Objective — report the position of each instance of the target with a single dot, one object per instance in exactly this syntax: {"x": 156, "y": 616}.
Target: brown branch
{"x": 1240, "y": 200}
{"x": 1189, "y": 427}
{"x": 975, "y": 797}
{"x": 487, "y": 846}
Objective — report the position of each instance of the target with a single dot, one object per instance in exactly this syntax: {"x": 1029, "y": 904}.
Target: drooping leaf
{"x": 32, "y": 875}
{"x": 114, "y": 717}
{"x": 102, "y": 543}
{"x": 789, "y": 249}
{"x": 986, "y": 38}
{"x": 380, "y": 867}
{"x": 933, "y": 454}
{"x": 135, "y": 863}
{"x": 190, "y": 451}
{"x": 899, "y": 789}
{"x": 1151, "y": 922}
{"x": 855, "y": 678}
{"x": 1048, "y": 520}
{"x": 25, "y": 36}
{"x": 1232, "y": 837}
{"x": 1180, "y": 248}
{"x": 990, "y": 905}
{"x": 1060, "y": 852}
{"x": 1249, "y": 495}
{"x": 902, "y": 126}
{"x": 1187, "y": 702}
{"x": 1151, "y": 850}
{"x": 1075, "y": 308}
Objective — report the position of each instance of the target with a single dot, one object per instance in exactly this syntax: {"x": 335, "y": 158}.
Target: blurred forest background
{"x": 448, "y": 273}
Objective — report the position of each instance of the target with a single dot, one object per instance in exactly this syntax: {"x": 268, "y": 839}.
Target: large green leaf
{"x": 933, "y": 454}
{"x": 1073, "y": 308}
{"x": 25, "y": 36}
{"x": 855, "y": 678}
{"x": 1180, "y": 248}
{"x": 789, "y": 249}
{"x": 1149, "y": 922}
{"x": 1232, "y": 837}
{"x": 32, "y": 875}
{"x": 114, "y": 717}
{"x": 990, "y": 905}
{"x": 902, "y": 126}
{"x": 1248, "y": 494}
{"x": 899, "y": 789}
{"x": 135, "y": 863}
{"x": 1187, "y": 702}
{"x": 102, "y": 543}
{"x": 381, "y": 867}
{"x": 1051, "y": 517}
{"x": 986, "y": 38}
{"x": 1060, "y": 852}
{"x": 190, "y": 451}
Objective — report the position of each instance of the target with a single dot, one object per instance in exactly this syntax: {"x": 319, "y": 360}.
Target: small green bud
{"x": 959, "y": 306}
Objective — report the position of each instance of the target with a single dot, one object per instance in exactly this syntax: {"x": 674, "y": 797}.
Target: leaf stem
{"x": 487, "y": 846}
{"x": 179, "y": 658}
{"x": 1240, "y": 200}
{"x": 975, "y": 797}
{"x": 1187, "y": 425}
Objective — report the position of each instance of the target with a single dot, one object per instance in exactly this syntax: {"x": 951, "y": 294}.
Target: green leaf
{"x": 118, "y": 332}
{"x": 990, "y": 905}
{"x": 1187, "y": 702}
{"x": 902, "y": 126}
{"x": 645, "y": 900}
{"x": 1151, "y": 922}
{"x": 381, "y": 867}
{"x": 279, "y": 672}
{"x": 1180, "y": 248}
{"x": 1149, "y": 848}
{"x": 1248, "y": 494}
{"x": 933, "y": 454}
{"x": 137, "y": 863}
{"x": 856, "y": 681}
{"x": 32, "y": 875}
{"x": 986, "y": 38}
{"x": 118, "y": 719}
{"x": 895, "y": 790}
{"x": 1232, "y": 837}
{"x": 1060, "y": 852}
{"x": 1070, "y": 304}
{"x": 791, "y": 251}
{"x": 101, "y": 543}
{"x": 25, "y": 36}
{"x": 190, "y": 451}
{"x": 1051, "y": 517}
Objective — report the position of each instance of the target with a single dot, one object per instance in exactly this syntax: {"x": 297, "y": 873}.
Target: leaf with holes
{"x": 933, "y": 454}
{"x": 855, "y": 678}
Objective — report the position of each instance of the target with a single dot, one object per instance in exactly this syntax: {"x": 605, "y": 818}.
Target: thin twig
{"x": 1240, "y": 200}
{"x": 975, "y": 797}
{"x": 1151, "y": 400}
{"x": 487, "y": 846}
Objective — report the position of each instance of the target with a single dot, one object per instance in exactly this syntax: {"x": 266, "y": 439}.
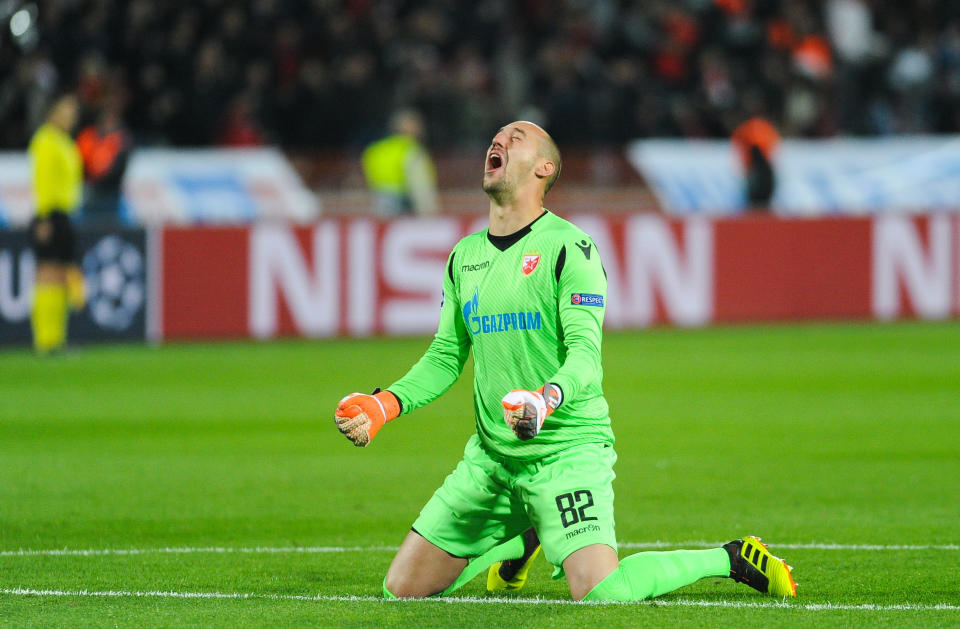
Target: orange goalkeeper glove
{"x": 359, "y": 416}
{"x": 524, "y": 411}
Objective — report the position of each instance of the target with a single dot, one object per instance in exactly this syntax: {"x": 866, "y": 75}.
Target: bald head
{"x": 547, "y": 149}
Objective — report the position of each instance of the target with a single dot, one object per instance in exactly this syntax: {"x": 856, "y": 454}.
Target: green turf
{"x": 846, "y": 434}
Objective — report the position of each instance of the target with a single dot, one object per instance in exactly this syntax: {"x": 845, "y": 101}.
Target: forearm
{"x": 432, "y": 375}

═══

> Written exercise
Every record above should be transcribed exactly; the pictures stay out of the copy.

> Response to this task
Objective — report the position of each instance of the target with a single dot, one object per instance in exactly this syntax: {"x": 156, "y": 616}.
Target: brown branch
{"x": 1240, "y": 200}
{"x": 1189, "y": 427}
{"x": 975, "y": 797}
{"x": 487, "y": 846}
Objective — report the position of each instance of the target with a single dot, one object per instance in exactly this syntax: {"x": 1029, "y": 904}.
Target: drooping leaf
{"x": 32, "y": 875}
{"x": 114, "y": 717}
{"x": 102, "y": 543}
{"x": 789, "y": 249}
{"x": 986, "y": 38}
{"x": 380, "y": 867}
{"x": 933, "y": 454}
{"x": 135, "y": 863}
{"x": 190, "y": 451}
{"x": 899, "y": 789}
{"x": 1151, "y": 922}
{"x": 855, "y": 678}
{"x": 1048, "y": 520}
{"x": 25, "y": 36}
{"x": 1232, "y": 837}
{"x": 1180, "y": 248}
{"x": 990, "y": 905}
{"x": 1060, "y": 852}
{"x": 1249, "y": 495}
{"x": 902, "y": 126}
{"x": 1187, "y": 702}
{"x": 1151, "y": 850}
{"x": 1075, "y": 308}
Objective — report the position of each instance of the target with a single dot, one object per instance in exactly this syntax: {"x": 335, "y": 158}.
Target: blurred forest background
{"x": 448, "y": 273}
Objective — report the position of each instance of the target with a single dot, one object per instance in exactly this syntax: {"x": 268, "y": 839}.
Target: large green leaf
{"x": 933, "y": 454}
{"x": 1073, "y": 308}
{"x": 25, "y": 36}
{"x": 855, "y": 678}
{"x": 1180, "y": 248}
{"x": 789, "y": 249}
{"x": 1149, "y": 922}
{"x": 1232, "y": 837}
{"x": 32, "y": 875}
{"x": 114, "y": 717}
{"x": 990, "y": 905}
{"x": 902, "y": 126}
{"x": 1248, "y": 494}
{"x": 899, "y": 789}
{"x": 135, "y": 863}
{"x": 1187, "y": 702}
{"x": 102, "y": 543}
{"x": 381, "y": 867}
{"x": 1051, "y": 517}
{"x": 986, "y": 38}
{"x": 1060, "y": 852}
{"x": 190, "y": 451}
Objective — report the position of each instance of the target with a single dot, one object per instance in exactly this syntax: {"x": 319, "y": 360}.
Target: small green bud
{"x": 959, "y": 306}
Objective — report the position of each instance of the target with a single dot, one object per instance in exactly this syntax: {"x": 674, "y": 797}.
Target: leaf stem
{"x": 487, "y": 846}
{"x": 179, "y": 658}
{"x": 1240, "y": 200}
{"x": 975, "y": 797}
{"x": 1187, "y": 425}
Objective — report the position of each instance of the target with a single dot, one object per instance in exactly this syntax: {"x": 951, "y": 294}.
Target: green leaf
{"x": 118, "y": 332}
{"x": 990, "y": 905}
{"x": 1187, "y": 702}
{"x": 902, "y": 126}
{"x": 645, "y": 900}
{"x": 1151, "y": 922}
{"x": 381, "y": 867}
{"x": 279, "y": 672}
{"x": 1180, "y": 248}
{"x": 1149, "y": 848}
{"x": 1248, "y": 494}
{"x": 933, "y": 454}
{"x": 137, "y": 863}
{"x": 856, "y": 681}
{"x": 32, "y": 875}
{"x": 986, "y": 38}
{"x": 118, "y": 719}
{"x": 895, "y": 790}
{"x": 1232, "y": 837}
{"x": 1060, "y": 852}
{"x": 1070, "y": 304}
{"x": 791, "y": 251}
{"x": 101, "y": 543}
{"x": 25, "y": 36}
{"x": 190, "y": 451}
{"x": 1051, "y": 517}
Objective — report the position of each instance of the target with a single dot, one object per instance in exactly this syntax: {"x": 297, "y": 873}.
Target: leaf with holes
{"x": 933, "y": 454}
{"x": 855, "y": 678}
Objective — report the position of each instance of the target with a single dot, one object per instance in exactly this syntax: {"x": 605, "y": 818}.
Target: thin twig
{"x": 1240, "y": 200}
{"x": 975, "y": 797}
{"x": 1151, "y": 400}
{"x": 487, "y": 846}
Objective — report the position of each instance of the target with a single dot, one object per instance in exactly this syntax: {"x": 266, "y": 439}.
Target: orange goalkeeper glove
{"x": 359, "y": 416}
{"x": 524, "y": 411}
Objective — report the position of each instance of the target with a single dot, one object per instance in exactly this syntax: {"x": 866, "y": 75}.
Target: bald head
{"x": 547, "y": 149}
Objective — report the position of each instance of the target with a single dot, one object per instance in exactly this syntax: {"x": 856, "y": 454}.
Target: green turf
{"x": 846, "y": 434}
Objective — report the position of each instance of the target with a single dot, one object per instance in exactly this syntax: {"x": 845, "y": 101}.
Target: forearm
{"x": 432, "y": 375}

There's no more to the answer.